### Stored data
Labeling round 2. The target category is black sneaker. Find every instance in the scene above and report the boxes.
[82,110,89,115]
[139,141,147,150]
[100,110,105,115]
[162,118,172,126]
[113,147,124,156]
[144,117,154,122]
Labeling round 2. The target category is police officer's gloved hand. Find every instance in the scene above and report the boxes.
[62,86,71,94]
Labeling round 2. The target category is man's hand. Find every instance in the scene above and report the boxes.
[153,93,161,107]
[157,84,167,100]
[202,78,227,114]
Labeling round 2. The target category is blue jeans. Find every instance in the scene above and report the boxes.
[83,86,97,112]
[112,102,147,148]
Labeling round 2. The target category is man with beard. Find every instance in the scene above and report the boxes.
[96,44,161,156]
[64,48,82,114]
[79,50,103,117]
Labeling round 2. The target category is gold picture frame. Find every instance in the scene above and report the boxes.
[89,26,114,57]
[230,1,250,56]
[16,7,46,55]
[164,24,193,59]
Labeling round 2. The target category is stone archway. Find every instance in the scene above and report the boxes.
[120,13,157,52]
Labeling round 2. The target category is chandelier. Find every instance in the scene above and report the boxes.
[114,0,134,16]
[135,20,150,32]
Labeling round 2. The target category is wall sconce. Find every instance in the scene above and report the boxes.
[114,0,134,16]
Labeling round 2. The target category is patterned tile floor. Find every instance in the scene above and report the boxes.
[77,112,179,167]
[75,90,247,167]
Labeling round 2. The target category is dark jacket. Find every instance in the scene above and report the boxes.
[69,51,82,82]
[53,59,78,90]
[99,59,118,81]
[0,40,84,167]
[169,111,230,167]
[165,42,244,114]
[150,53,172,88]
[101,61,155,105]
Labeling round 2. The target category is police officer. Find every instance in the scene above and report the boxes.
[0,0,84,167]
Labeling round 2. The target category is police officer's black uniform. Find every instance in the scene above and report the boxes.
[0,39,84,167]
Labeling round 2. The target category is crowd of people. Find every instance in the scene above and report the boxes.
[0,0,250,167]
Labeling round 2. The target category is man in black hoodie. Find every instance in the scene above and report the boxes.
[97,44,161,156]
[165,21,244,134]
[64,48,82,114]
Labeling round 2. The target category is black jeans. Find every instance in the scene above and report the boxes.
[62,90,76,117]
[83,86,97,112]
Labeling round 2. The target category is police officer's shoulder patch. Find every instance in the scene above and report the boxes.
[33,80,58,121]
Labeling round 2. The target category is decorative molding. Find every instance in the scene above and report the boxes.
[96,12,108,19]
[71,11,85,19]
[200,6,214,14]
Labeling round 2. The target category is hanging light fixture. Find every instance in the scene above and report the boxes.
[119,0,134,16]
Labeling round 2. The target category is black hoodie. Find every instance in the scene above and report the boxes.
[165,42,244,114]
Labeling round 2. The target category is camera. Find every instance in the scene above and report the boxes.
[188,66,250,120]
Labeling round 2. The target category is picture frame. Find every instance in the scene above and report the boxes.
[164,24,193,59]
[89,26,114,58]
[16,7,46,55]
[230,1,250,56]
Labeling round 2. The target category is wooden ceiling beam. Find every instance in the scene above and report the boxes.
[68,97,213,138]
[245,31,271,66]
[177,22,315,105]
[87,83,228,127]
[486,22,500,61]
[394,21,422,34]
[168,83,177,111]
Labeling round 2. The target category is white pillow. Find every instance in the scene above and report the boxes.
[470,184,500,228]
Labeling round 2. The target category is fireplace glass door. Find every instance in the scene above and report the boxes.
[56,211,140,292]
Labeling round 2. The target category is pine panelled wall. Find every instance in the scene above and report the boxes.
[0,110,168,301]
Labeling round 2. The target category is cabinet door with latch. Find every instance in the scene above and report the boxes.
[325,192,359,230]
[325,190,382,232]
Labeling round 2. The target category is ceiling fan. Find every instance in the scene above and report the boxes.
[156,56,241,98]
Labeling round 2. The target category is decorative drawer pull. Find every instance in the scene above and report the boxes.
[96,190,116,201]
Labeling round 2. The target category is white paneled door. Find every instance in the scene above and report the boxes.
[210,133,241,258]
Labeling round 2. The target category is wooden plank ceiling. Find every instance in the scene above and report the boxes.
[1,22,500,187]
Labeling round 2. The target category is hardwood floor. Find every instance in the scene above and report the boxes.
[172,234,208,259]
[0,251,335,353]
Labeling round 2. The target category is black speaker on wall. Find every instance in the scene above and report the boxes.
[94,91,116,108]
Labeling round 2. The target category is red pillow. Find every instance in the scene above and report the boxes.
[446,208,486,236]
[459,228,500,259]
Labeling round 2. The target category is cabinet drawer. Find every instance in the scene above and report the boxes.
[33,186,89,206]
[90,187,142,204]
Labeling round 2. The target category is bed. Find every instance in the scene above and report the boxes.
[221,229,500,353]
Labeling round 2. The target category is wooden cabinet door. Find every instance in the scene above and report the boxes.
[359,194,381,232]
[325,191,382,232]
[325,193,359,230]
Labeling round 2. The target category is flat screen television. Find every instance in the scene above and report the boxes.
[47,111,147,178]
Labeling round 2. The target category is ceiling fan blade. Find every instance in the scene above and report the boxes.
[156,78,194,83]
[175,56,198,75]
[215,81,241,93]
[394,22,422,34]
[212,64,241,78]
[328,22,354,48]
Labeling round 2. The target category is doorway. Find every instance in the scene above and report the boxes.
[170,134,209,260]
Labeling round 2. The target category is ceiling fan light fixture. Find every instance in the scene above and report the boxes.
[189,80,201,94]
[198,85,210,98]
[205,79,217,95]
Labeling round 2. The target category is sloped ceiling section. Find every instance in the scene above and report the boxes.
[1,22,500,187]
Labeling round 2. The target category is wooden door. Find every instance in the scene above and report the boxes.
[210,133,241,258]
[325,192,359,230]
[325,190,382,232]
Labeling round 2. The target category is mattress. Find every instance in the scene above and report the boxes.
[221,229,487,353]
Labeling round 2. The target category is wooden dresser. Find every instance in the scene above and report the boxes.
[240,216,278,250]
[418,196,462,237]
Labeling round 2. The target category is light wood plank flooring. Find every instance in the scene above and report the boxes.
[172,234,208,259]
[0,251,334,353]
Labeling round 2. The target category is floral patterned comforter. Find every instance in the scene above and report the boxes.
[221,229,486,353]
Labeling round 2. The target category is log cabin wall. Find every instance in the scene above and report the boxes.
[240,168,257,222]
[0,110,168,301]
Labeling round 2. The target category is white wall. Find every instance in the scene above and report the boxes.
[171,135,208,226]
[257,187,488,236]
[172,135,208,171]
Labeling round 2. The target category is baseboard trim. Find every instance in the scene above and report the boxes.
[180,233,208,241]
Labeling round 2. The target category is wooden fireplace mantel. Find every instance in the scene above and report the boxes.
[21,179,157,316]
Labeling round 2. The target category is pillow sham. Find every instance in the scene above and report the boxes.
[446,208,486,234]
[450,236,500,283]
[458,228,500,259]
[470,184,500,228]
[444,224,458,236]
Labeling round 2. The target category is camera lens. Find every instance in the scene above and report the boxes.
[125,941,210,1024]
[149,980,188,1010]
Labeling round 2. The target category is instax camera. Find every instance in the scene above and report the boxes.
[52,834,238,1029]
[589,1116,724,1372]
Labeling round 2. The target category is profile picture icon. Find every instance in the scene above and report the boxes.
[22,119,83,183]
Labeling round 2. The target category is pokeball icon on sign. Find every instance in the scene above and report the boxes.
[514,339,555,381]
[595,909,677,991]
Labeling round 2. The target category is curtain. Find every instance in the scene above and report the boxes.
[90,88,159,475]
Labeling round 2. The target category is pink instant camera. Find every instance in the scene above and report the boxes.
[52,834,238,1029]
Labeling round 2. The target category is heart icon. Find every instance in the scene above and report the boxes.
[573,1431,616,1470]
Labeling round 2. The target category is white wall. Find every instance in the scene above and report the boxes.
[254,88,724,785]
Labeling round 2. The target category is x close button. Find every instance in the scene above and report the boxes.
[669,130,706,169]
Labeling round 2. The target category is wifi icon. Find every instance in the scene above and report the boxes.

### Exercise directions
Rewrite the entries above from the first line through the line containing "[0,0,84,167]", inclusive. Replace "gold picture frame" with "framed painting" and change nothing else.

### Result for this exercise
Labeling round 2. The target category is black sneaker. Find every instance in the scene above and report the boxes.
[82,110,89,115]
[139,141,147,150]
[100,110,105,115]
[162,118,172,126]
[113,147,124,156]
[144,117,154,122]
Labeling round 2. The target category is police officer's gloved hand. Find every instance in the scene above and report the boxes.
[62,86,71,94]
Labeling round 2. The target category is man's hand. Find every instance in the scene above and report the boxes.
[153,93,161,107]
[157,84,167,100]
[202,78,227,114]
Labeling round 2. The target category is blue jeans. Find every instance in the scene above and report the boxes.
[83,86,97,112]
[112,102,147,148]
Labeling round 2. The target category is man with beard. Find every instance in the scene above and report the boxes.
[96,44,161,156]
[64,48,82,114]
[79,50,103,117]
Labeling round 2. The target category is framed painting. Find every instance in the scene above and report the boxes.
[89,26,114,57]
[230,1,250,56]
[16,7,46,55]
[164,24,193,59]
Labeling round 2. The target category is stone archway. Find every instance in the scene above and report the boxes.
[120,13,157,52]
Labeling round 2. The target category is chandelier. Find every instance in the scene above and report the boxes.
[114,0,134,16]
[135,20,150,32]
Labeling round 2. The target category is wall sconce. Find every instance in the scene above and report the boxes.
[114,0,134,16]
Labeling round 2. The target category is patterned tile floor. Find every instance in the scene above and report the boxes.
[77,112,179,167]
[75,90,247,167]
Labeling round 2. The target category is dark jacket. Find every instance in the scene above and report the boxes.
[69,51,82,82]
[53,59,78,90]
[99,59,118,81]
[0,40,84,167]
[169,111,230,167]
[165,42,244,114]
[150,53,172,88]
[101,61,155,105]
Labeling round 2. The target category is police officer. Find every instance in the scene above and report the boxes.
[0,0,84,167]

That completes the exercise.